Kaynak Metin:
━━━━━━━━━━━━━━━━━━━━

| Konu: | Seçimlerin Temel Hükümleri ve Seçmen Kütükleri Hakkında Kanun ile Bazı Kanunlarda Değişiklik Yapılmasına Dair Kanun Teklifi münasebetiyle |
| Yasama Yılı: | 3 |
| Birleşim: | 69 |
| Tarih: | 12.03.2018 |
Buyurun Sayın Dora. (HDP sıralarından alkışlar)
HDP GRUBU ADINA EROL DORA (Mardin) - Sayın Başkan, değerli milletvekilleri; 534 sıra sayılı 298 Sayılı Seçimlerin Temel Hükümleri ve Seçmen Kütükleri Hakkında Kanun ile Bazı Kanunlarda Değişiklik Yapılmasına Dair Kanun Teklifi'nin birinci bölümü üzerinde Halkların Demokratik Partisi adına söz aldım. Genel Kurulu saygıyla selamlıyorum.
Değerli milletvekilleri, konuşmama Anayasa'nın 67'nci maddesini hatırlatarak başlamak istiyorum. 67'nci maddenin ikinci fıkrasında "Seçimler ve halkoylaması serbest, eşit, gizli, tek dereceli, genel oy, açık sayım ve döküm esaslarına göre, yargı yönetim ve denetimi altında yapılır." denilmektedir. Bu bağlamda, seçimlerin güvenli ve huzurlu bir ortamda gerçekleştirilmesi ve seçmenlerin hiçbir etkiye maruz kalmadan hür iradesini sandığa yansıtabilmesi anayasal bir şarttır.
Değerli milletvekilleri, şimdi bu teklife baktığımızda, seçim süreçlerinin şeffaflığını ve seçimde elde edilen verilerin denetlenebilmesini artırmak ve daha güvenilir seçimler yapmak yolunda ilerlediğimizle ilgili bir kanaate ulaşmak gerçekten mümkün değildir.
Yasa teklifinin kanun yapım tekniği bakımından en büyük temel sorunu ise mevcut mevzuatta hâlihazırda devam eden problemleri gidermek, mevcut kanun maddelerinde yer alan muğlak, açık uçlu ve tartışmalı ifade ve konuları bir niteliğe kavuşturmak yerine, seçim mevzuatını daha da muğlak ve yeni çelişkilere, yeni sorunlara yol açacak bir zemine çekiyor olmasıdır.

━━━━━━━━━━━━━━━━━━━━

Veri Parçaları:
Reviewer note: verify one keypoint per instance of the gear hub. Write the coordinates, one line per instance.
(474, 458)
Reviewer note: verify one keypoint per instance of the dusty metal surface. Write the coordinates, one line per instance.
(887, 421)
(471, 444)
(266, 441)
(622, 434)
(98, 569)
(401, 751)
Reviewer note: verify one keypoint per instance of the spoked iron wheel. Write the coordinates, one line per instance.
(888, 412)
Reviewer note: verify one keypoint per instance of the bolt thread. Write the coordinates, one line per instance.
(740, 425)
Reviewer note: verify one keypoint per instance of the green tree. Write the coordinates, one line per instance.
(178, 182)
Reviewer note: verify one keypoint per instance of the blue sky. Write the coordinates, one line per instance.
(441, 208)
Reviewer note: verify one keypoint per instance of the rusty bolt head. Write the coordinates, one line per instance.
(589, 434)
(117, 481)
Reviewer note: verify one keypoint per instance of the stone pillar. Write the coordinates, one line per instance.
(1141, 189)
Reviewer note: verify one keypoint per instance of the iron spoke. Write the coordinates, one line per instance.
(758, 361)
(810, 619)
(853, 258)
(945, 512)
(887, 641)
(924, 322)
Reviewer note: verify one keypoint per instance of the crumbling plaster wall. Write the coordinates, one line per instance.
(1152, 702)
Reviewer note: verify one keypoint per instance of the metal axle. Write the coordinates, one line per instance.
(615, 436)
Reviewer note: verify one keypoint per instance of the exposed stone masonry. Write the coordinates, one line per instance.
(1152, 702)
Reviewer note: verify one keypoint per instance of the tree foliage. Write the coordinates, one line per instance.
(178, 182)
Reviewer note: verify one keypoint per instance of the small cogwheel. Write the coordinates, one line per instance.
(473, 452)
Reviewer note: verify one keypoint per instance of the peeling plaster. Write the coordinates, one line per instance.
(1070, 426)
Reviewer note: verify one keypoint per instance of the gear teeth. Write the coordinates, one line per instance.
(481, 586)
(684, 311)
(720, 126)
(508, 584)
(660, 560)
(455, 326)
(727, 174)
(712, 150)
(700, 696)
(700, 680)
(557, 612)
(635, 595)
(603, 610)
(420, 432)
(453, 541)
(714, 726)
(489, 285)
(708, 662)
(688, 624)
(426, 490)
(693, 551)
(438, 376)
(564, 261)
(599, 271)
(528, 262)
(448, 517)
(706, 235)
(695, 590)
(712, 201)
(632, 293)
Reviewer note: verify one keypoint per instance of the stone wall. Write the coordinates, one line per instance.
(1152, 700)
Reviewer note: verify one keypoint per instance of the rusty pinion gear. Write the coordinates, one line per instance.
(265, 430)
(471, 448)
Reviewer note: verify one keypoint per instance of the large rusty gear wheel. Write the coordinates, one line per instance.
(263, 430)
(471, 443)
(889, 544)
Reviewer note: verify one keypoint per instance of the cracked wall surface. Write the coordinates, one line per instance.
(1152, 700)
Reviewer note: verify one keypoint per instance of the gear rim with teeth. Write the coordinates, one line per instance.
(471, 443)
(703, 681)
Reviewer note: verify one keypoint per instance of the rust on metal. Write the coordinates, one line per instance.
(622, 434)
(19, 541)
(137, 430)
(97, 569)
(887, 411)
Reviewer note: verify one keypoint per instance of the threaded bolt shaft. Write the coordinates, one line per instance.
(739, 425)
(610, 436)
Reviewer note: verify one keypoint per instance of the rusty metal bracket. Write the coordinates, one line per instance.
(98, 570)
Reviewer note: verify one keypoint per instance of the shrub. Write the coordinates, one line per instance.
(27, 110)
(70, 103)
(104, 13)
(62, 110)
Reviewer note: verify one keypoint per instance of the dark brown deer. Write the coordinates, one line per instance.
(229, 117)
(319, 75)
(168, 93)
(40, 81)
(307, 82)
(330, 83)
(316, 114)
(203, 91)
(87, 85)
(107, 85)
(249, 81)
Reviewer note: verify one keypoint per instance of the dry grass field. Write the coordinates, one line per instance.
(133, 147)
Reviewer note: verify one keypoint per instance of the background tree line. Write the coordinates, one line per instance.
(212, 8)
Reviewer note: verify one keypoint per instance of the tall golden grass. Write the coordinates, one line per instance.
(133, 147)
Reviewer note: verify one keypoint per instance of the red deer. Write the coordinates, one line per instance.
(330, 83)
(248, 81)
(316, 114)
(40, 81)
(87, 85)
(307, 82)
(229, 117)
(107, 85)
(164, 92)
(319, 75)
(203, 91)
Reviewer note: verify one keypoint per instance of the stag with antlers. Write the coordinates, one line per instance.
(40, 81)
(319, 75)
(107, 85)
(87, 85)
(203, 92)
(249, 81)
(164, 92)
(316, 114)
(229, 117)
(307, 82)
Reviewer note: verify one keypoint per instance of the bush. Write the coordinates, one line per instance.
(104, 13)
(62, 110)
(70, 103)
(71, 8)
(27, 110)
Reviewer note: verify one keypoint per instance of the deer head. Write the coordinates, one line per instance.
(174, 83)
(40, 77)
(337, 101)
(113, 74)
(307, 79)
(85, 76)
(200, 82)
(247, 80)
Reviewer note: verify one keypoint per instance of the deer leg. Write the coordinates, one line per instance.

━━━━━━━━━━━━━━━━━━━━

Alıştırmanın Amacı:
Seçim kanunu teklifi üzerine yapılan konuşmadan "HDP GRUBU ADINA" ifadesinden başlayarak "anayasal bir şarttır." ifadesine kadar, bu ifade de dahil olmak üzere, olan bölümü hiçbir değişiklik yapmadan yazınız.

Çözüm Aşağıda:
HDP GRUBU ADINA EROL DORA (Mardin) - Sayın Başkan, değerli milletvekilleri; 534 sıra sayılı 298 Sayılı Seçimlerin Temel Hükümleri ve Seçmen Kütükleri Hakkında Kanun ile Bazı Kanunlarda Değişiklik Yapılmasına Dair Kanun Teklifi'nin birinci bölümü üzerinde Halkların Demokratik Partisi adına söz aldım. Genel Kurulu saygıyla selamlıyorum.
Değerli milletvekilleri, konuşmama Anayasa'nın 67'nci maddesini hatırlatarak başlamak istiyorum. 67'nci maddenin ikinci fıkrasında "Seçimler ve halkoylaması serbest, eşit, gizli, tek dereceli, genel oy, açık sayım ve döküm esaslarına göre, yargı yönetim ve denetimi altında yapılır." denilmektedir. Bu bağlamda, seçimlerin güvenli ve huzurlu bir ortamda gerçekleştirilmesi ve seçmenlerin hiçbir etkiye maruz kalmadan hür iradesini sandığa yansıtabilmesi anayasal bir şarttır.